## Jobs
(A) Decide whether each statement agrees with the profile of Changpeng Zhao, answering yes or no and quoting the words of the profile that settle it. (i) Binance suspended its bitcoin business for a few hours on 13 June. (ii) Zhao met the Observer in a hotel in New York. (iii) Bitcoin has lost less than a quarter of its value this year.
(B) Count the lines of the records that contain the string "infotainment", treating uppercase and lowercase as different. Give only the number.

## Page extract
========================================================================

Changpeng Zhao: tech chief in the eye of the cryptocurrency storm

Close-up of Changpeng Zhao looking asteadily into the camera with the backdrop of an old brick wall
Changpeng Zhao: ‘Crypto will stay, bitcoin will stay, ethereum will stay, BNB will stay.’ Photograph: Graeme Robertson/The Observer

Changpeng Zhao does not like ambiguous words. Which is just as well: the crypto industry, in which he is a leading figure, is in turmoil and crying out for clarity.

The 45-year-old founder and chief executive of Binance, the world’s biggest cryptocurrency exchange, meets the Observer in an upmarket London hotel after one of the most tumultuous weeks in the short history of digital money.

Binance was forced to suspend its bitcoin business on 13 June for a few hours. On the same day, a major crypto lender, Celsius, also paused withdrawals. Then a big crypto hedge fund admitted it was in trouble. Finally, last Saturday, in a symbolic moment, bitcoin fell below $20,000. The cornerstone of crypto has lost more than half its value this year, leaving both professional and amateur investors nursing steep losses.

Often referred to by the nickname CZ (see-zee), Zhao is dressed in the classic tech-tycoon mix of formal dark suit with a company T-shirt and trainers. He says he is travelling from country to country at the moment, meeting with “different government officials, regulators”.

Despite his softly spoken manner, he is on a mission to convince. The conversation gets hooked on semantics at times – perhaps a response to the level of scrutiny he and his business are under. Asked if he still considers the recent crypto market moves to be “normal”, as he described them this month, Zhao says: “Normal depends on how you look at it … everybody has a different definition of normal … fluctuations in price is normal.”

There is a similar focus on meaning when Zhao is asked about money laundering – “the word is very different in different countries” – although he says Binance can “for sure” do a “good enough job that the regulators are happy”.

========================================================================

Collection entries

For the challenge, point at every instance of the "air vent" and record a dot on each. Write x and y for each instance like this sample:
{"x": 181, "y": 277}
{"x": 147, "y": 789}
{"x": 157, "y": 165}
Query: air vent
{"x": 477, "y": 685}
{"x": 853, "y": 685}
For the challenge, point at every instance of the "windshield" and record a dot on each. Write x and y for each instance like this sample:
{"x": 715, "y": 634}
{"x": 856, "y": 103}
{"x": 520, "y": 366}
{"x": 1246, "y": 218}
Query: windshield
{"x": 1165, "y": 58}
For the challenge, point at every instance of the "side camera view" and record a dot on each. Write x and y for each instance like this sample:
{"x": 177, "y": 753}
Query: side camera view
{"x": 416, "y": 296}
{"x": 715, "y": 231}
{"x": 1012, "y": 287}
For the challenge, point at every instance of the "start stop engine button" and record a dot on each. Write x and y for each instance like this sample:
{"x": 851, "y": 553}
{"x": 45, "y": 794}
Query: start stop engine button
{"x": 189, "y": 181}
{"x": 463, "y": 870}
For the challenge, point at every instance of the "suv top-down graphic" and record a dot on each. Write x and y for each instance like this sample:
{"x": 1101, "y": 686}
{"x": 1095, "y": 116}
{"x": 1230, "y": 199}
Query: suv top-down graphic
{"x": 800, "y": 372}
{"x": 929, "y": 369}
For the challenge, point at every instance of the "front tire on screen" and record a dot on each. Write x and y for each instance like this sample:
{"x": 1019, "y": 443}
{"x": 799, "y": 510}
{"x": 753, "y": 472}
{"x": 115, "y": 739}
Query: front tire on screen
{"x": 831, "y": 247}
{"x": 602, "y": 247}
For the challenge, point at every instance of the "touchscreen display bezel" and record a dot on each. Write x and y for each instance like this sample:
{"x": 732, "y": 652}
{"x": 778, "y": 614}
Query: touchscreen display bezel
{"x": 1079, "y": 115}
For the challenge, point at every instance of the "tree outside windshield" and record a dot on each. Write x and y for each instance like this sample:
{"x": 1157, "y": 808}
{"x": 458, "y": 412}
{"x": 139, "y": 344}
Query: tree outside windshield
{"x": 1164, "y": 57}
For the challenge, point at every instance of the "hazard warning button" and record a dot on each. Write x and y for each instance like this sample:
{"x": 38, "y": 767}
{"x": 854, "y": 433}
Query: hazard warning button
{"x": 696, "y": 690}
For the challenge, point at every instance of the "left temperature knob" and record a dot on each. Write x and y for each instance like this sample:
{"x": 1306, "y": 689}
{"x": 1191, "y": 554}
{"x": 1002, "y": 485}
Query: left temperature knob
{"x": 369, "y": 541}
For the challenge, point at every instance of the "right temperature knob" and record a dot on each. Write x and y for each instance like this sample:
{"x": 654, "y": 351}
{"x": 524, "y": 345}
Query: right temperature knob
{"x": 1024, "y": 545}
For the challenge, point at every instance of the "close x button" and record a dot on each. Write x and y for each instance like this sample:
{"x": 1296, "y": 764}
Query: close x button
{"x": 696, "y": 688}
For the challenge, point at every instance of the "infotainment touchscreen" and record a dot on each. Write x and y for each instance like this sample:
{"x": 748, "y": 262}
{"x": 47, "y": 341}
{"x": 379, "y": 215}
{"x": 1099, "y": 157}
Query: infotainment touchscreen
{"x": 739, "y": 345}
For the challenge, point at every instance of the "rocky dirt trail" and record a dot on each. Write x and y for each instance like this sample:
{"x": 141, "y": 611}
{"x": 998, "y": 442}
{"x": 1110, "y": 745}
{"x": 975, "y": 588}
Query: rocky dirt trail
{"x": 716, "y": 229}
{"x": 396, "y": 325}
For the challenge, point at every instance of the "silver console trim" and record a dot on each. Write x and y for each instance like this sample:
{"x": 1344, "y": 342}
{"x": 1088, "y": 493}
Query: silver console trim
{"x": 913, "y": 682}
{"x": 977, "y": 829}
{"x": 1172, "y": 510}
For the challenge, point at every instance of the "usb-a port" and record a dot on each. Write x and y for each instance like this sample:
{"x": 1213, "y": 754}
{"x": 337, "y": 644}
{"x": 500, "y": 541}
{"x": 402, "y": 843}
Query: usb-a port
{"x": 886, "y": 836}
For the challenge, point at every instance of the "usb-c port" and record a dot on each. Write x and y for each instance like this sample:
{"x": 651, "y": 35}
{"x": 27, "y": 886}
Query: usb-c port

========================================================================

## Results by task
(A)
(i) Yes: "Binance was forced to suspend its bitcoin business on 13 June for a few hours."
(ii) No: "meets the Observer in an upmarket London hotel"
(iii) No: "The cornerstone of crypto has lost more than half its value this year"

(B) 2